▶ Task details: Print, without alteration, the lines that extend from the one holding "the white ceramic" to the final line of the listing below.

- - -

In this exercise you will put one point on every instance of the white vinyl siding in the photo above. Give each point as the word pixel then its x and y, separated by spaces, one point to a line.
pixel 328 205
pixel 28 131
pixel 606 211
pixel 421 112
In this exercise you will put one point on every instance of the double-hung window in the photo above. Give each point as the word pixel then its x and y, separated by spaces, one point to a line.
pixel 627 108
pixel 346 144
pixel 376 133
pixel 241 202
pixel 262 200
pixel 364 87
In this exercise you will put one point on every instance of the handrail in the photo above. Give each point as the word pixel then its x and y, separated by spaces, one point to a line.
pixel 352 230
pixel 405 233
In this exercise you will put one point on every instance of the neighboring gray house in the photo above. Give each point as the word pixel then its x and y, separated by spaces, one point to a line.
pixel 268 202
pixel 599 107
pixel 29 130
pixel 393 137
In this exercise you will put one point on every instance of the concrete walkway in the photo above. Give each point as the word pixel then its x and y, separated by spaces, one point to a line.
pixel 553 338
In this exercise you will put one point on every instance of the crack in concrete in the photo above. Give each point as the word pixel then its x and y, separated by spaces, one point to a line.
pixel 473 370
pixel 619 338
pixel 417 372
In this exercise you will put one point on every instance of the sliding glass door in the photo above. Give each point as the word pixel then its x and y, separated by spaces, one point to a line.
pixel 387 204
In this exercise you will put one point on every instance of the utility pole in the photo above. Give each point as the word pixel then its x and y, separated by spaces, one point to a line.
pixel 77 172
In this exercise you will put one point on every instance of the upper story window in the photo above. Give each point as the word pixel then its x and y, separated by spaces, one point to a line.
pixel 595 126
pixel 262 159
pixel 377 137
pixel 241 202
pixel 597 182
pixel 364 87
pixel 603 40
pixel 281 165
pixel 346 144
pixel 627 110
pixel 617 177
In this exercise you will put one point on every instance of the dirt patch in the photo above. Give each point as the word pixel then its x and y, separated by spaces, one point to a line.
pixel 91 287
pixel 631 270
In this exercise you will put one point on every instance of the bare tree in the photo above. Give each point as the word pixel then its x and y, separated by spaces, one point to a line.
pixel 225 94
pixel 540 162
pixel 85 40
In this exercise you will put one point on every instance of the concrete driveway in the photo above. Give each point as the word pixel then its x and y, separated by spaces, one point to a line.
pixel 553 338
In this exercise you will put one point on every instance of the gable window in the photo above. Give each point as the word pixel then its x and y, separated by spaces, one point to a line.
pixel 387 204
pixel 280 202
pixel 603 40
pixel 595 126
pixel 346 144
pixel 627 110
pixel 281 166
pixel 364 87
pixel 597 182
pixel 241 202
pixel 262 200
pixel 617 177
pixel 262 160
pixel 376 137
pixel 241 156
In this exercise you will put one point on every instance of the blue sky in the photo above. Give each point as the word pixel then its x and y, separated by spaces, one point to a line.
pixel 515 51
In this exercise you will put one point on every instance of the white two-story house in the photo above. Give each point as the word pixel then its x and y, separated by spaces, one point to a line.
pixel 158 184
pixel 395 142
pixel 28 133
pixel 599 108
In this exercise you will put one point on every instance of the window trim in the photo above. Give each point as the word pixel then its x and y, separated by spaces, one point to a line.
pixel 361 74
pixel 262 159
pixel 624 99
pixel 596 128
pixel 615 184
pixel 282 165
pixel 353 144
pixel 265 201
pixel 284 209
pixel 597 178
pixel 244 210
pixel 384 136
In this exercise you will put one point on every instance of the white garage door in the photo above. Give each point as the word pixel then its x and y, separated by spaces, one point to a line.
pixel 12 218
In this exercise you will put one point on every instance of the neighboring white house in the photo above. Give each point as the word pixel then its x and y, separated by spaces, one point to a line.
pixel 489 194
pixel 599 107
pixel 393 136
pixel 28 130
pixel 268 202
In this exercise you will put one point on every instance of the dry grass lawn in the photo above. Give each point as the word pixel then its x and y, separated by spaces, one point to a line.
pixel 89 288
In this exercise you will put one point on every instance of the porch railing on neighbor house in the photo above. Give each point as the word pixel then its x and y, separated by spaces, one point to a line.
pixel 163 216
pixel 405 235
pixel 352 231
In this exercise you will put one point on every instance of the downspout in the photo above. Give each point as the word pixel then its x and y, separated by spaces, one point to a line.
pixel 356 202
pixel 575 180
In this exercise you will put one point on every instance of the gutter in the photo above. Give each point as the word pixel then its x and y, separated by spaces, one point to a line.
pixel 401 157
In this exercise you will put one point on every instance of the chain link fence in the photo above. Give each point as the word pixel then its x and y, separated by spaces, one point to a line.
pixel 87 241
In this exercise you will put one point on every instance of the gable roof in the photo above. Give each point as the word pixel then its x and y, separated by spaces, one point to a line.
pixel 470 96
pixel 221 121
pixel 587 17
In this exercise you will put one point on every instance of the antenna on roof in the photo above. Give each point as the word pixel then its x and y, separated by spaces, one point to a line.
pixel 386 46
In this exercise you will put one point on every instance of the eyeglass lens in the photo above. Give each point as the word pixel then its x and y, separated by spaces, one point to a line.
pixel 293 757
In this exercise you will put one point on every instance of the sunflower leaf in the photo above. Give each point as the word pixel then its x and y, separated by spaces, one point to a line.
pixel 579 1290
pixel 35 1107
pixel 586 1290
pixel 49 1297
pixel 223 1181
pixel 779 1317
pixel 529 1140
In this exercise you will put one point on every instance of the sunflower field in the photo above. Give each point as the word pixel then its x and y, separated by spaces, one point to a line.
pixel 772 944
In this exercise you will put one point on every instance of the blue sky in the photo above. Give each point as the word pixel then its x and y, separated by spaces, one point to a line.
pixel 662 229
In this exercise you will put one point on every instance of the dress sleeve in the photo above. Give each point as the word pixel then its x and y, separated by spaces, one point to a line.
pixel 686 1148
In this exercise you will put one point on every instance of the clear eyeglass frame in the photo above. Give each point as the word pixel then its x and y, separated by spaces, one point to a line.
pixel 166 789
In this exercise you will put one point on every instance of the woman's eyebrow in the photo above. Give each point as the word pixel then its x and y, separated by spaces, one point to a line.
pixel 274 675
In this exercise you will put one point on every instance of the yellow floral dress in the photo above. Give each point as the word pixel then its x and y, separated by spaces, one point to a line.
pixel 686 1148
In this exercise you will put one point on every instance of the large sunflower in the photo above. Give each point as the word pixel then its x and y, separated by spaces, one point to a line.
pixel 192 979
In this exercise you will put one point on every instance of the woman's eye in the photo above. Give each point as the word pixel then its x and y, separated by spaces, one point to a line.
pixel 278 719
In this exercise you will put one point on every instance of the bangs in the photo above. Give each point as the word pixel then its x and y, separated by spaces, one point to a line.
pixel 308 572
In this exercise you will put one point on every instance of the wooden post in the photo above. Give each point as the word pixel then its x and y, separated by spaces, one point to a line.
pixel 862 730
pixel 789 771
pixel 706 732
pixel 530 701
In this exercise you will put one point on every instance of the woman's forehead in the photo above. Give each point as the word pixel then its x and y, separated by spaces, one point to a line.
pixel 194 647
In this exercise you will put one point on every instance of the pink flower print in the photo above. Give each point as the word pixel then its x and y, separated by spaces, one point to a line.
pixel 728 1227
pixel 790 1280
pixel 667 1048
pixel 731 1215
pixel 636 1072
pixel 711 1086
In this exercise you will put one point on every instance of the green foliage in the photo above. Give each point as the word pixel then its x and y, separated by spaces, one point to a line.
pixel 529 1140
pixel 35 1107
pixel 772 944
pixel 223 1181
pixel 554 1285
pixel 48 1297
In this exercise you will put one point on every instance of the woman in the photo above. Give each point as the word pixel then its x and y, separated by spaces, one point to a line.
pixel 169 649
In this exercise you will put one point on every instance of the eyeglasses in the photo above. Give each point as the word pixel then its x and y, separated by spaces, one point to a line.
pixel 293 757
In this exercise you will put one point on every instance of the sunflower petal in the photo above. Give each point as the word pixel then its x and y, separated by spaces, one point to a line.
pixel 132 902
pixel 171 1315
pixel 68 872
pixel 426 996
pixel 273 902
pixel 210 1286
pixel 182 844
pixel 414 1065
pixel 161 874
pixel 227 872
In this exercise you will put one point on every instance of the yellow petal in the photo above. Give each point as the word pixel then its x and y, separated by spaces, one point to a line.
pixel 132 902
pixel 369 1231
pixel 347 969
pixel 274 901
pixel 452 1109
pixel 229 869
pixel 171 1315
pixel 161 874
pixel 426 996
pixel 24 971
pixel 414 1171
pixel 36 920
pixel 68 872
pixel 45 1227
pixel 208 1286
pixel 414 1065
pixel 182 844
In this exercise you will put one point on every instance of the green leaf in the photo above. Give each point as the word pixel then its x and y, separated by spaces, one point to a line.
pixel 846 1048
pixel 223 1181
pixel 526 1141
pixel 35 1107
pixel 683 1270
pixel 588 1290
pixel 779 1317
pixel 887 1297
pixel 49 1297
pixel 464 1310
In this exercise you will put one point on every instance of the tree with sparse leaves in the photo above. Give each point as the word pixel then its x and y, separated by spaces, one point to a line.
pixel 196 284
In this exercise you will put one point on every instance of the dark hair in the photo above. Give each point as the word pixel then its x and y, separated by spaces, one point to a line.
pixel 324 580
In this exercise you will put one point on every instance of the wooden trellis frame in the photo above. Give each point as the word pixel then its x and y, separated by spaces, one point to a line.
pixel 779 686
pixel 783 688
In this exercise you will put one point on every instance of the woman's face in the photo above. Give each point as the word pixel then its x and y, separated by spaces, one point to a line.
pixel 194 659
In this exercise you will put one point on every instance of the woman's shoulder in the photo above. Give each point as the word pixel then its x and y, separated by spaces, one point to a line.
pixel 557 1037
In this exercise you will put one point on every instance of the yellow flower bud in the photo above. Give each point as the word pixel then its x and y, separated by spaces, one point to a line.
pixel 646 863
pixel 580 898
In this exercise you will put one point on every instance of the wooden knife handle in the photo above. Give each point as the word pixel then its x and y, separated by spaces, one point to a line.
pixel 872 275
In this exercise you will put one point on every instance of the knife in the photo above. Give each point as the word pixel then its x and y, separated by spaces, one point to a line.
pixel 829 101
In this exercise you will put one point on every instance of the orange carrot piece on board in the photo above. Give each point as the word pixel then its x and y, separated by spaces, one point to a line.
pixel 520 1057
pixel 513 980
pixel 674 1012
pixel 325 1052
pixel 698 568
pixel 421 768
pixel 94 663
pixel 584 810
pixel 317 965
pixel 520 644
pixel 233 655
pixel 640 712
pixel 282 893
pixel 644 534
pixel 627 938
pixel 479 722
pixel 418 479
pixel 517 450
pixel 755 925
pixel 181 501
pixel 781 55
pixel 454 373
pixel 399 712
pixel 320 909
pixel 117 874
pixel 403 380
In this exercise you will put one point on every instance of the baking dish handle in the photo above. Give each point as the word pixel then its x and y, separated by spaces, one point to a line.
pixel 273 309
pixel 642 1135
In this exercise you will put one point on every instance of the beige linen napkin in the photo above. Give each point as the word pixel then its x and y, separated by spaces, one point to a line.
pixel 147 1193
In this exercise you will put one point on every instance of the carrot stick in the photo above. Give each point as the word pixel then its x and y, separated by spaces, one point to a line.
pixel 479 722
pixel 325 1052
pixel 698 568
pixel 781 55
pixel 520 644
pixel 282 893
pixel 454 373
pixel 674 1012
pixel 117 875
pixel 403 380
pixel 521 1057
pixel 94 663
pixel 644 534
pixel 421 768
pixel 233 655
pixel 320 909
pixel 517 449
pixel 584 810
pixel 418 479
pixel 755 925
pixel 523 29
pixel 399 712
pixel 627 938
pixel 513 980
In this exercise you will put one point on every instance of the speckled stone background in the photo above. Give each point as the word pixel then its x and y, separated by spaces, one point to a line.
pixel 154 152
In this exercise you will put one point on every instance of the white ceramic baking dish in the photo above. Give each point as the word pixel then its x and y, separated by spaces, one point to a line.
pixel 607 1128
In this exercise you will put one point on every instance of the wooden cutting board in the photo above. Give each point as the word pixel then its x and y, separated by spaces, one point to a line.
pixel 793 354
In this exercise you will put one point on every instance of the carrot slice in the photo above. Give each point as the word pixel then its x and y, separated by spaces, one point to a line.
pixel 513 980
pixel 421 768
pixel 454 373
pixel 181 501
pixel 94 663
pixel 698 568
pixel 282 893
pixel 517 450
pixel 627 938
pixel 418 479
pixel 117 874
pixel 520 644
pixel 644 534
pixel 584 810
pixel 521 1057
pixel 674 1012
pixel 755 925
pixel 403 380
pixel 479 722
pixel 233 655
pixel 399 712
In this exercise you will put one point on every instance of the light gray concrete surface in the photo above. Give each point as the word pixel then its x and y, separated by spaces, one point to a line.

- - -

▶ Exercise output:
In this exercise you will put one point on every instance of the white ceramic baking dish in the photo above. Give each point as the word pixel then its x and y, separated by spaces, one point to a line.
pixel 607 1128
In this exercise you will put one point on every instance of the wooden cutting board in the photo above. Give each point as the word pixel then its x and y, separated by spaces, one point to a line.
pixel 793 354
In this exercise you will put one point on every instance of the carrot slice in the photo above. Give each point as the word pixel then its x and y, separated by spaces, one point to a line.
pixel 513 980
pixel 421 768
pixel 454 373
pixel 181 501
pixel 94 663
pixel 698 568
pixel 282 893
pixel 517 450
pixel 627 938
pixel 418 479
pixel 117 874
pixel 520 644
pixel 644 534
pixel 584 810
pixel 521 1057
pixel 674 1012
pixel 755 925
pixel 403 380
pixel 479 722
pixel 233 655
pixel 399 712
In this exercise you will put one point on every instance of the light gray concrete surface in the photo above. Give each point as the word pixel then its x and y, separated by spaces, one point to a line.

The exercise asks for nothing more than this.